**TASK DETAILS:**
Produce an exact copy of the lines from the line containing "Task: place a pin on each instance of the ground" through the last line of the listing below, both ends included, and nothing else.

**WORKING DATA:**
━━━━━━━━━━
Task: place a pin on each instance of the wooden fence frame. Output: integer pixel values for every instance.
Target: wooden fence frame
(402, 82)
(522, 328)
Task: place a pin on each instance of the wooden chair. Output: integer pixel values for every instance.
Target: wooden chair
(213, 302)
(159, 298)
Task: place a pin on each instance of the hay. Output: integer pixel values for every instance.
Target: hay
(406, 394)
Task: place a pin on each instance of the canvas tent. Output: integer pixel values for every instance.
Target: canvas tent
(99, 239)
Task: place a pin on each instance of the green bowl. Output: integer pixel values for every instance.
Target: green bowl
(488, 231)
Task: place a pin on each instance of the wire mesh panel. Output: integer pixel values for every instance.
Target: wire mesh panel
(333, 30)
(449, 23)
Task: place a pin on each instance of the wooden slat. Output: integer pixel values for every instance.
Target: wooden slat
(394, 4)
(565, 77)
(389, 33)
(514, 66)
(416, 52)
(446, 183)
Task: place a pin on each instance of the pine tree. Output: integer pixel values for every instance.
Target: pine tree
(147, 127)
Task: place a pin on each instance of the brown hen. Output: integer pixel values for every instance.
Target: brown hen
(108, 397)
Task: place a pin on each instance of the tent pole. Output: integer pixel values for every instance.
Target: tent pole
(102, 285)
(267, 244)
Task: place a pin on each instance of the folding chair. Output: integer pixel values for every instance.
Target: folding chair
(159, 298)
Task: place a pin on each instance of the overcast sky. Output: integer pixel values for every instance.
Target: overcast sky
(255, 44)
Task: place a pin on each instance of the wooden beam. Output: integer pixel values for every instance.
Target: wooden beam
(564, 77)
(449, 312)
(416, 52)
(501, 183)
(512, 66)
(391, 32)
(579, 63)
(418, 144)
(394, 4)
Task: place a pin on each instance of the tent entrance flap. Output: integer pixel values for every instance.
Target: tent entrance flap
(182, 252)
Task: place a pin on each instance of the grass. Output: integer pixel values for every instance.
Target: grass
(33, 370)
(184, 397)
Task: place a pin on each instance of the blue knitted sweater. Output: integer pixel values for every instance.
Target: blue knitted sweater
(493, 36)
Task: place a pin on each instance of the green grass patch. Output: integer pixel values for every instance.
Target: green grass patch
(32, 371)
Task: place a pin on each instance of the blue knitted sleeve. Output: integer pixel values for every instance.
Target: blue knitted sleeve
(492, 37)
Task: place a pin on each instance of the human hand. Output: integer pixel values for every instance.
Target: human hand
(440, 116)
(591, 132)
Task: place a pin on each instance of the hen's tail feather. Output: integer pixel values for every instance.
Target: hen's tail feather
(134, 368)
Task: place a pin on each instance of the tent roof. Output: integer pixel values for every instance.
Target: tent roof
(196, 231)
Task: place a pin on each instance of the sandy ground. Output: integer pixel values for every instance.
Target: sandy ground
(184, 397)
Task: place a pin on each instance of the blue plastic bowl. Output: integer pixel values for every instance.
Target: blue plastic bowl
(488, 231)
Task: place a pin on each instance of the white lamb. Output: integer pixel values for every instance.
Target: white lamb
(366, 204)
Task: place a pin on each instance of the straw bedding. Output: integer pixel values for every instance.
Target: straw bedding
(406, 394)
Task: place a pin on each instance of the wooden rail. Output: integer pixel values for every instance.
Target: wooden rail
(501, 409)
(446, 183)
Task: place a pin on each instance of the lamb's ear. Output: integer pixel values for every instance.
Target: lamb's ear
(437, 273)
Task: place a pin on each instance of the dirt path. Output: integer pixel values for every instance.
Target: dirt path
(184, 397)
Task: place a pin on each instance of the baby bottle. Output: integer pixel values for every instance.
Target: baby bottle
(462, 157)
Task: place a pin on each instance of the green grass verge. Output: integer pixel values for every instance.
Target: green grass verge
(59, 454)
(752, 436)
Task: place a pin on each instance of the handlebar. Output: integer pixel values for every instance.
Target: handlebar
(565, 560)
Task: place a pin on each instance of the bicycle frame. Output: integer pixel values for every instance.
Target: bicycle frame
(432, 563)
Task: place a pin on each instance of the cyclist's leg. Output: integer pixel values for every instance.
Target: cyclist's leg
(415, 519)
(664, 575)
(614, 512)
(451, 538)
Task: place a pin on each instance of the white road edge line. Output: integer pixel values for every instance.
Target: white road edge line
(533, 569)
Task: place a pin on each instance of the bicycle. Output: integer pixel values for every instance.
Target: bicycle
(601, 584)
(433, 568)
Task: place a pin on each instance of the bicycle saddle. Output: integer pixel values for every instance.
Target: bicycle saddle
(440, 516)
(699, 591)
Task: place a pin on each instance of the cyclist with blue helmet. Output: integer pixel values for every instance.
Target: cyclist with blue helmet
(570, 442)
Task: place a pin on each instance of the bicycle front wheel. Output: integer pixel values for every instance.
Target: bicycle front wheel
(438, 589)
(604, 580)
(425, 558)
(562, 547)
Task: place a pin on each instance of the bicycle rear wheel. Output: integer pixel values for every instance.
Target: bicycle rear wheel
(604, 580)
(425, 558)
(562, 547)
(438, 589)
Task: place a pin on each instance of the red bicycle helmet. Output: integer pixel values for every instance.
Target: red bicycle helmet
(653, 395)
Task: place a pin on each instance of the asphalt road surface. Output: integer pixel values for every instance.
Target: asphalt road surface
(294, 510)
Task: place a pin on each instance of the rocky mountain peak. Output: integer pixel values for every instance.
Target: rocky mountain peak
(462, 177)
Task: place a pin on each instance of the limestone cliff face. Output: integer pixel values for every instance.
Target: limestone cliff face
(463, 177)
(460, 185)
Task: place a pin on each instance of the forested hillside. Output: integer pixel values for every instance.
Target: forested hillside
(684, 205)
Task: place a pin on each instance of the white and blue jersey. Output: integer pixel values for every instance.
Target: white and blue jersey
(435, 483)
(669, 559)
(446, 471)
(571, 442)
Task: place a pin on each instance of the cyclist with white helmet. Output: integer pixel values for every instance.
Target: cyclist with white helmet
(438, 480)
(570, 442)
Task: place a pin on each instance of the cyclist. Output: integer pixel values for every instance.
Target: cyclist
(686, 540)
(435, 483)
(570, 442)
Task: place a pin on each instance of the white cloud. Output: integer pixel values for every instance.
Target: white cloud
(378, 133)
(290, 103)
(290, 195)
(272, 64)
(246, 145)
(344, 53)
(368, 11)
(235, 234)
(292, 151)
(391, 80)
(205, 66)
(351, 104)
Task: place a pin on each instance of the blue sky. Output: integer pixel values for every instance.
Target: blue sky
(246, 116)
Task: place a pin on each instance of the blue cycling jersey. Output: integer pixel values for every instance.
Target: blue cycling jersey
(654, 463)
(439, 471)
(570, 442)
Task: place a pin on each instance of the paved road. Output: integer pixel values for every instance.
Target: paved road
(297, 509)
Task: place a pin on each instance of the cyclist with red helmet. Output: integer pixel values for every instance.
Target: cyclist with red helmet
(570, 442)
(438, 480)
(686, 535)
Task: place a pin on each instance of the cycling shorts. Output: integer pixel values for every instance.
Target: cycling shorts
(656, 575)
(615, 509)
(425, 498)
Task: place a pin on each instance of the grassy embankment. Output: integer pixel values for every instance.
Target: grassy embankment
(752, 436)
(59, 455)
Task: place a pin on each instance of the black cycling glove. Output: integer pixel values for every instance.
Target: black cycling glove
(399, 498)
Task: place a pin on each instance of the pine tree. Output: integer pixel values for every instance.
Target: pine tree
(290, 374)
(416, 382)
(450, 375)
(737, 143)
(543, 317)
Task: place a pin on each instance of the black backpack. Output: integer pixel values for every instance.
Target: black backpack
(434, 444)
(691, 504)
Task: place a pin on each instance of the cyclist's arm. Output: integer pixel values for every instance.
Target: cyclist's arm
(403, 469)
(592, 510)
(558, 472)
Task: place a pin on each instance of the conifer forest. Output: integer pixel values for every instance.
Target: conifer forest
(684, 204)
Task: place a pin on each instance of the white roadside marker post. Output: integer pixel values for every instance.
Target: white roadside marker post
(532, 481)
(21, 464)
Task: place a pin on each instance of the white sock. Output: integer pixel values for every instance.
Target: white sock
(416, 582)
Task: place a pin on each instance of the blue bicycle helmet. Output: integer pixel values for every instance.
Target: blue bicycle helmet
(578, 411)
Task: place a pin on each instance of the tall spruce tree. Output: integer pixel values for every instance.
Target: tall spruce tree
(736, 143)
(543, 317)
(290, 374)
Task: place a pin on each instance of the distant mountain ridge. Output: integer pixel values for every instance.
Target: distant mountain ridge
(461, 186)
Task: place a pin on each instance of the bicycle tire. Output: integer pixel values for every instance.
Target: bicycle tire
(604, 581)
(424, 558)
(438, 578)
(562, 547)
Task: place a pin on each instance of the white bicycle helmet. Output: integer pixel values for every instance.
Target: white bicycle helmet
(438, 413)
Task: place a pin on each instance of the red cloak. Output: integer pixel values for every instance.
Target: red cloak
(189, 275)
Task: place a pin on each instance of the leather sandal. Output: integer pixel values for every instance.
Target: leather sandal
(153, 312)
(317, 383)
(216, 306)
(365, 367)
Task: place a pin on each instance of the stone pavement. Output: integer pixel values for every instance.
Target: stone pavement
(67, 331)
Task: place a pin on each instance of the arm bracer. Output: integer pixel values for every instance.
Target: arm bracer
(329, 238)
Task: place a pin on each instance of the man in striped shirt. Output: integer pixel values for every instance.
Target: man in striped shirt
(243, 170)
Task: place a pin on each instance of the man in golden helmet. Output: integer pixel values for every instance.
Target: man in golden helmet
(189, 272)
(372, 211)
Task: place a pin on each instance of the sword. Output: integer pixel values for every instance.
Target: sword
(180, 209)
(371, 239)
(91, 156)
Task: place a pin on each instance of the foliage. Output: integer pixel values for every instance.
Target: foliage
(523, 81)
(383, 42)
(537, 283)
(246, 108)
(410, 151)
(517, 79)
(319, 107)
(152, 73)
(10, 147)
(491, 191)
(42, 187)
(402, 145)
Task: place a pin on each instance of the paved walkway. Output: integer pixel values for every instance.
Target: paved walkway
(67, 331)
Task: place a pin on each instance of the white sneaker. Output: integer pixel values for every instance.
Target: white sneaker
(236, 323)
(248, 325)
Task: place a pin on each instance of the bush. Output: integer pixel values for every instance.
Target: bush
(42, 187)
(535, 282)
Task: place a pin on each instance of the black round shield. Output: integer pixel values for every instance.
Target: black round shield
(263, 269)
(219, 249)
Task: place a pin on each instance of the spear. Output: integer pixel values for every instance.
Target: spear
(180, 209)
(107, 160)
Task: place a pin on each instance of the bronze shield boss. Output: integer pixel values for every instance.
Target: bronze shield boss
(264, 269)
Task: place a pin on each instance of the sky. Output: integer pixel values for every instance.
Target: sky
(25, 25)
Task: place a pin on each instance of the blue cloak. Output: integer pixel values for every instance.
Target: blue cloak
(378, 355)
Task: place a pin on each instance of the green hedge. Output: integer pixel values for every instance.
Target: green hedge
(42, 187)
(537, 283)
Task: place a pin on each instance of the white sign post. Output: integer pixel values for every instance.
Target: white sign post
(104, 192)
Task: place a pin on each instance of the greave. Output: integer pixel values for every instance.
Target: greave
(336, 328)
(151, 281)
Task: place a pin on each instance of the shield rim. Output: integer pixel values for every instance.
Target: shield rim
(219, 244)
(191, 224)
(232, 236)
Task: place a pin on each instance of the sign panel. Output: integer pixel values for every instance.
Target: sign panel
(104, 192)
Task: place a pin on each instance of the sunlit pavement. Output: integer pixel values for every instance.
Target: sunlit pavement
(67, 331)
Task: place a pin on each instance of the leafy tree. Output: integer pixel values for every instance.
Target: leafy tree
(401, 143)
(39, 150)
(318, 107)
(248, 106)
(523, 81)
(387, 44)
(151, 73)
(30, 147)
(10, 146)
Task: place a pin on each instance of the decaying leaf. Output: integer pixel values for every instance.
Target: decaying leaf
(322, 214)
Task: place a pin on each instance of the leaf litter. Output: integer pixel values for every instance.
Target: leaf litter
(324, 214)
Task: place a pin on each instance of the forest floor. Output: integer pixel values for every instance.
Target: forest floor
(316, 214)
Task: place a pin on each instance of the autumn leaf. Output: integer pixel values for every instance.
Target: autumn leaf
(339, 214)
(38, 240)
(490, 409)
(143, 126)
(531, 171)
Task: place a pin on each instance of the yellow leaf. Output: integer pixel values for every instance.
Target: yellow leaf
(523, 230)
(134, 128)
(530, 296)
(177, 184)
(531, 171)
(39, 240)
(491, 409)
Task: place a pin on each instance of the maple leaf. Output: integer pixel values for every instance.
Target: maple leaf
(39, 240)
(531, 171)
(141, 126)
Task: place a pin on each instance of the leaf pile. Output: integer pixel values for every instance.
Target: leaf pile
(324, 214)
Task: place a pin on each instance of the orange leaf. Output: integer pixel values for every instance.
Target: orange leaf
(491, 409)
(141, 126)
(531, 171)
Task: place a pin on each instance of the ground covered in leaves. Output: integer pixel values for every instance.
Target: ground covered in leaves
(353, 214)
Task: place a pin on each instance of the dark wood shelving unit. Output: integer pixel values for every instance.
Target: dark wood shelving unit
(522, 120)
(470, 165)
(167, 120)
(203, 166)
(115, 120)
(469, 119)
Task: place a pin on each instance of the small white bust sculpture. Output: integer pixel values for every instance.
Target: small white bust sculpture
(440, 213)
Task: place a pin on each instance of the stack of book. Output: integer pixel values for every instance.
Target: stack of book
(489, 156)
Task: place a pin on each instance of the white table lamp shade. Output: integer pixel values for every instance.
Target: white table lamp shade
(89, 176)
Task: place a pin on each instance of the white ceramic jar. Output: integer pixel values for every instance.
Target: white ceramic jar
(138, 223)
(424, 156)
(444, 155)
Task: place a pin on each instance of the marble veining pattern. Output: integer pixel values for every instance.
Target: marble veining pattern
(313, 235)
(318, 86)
━━━━━━━━━━
**SOLUTION BELOW:**
Task: place a pin on each instance of the ground covered in leaves. Output: integer pixel values for every instance.
Target: ground covered in leaves
(353, 214)
Task: place a pin on each instance of the dark wood shelving unit. Output: integer pixel values for every instance.
Target: dark wood shelving unit
(522, 120)
(470, 165)
(167, 120)
(203, 166)
(115, 120)
(469, 119)
Task: place a pin on each instance of the small white bust sculpture. Output: integer pixel values for every instance.
Target: small white bust sculpture
(440, 213)
Task: place a pin on each instance of the stack of book. Output: integer pixel values for every instance.
Target: stack of book
(489, 156)
Task: place a pin on each instance of the white table lamp shade. Output: integer pixel values for every instance.
Target: white table lamp shade
(89, 176)
Task: place a pin on each instance of the white ceramic jar. Output: integer pixel values for every instance.
Target: white ceramic jar
(138, 223)
(424, 156)
(444, 155)
Task: place a pin on each instance of the marble veining pattern. Output: integer pixel values for every instance.
Target: marble veining pattern
(313, 235)
(318, 86)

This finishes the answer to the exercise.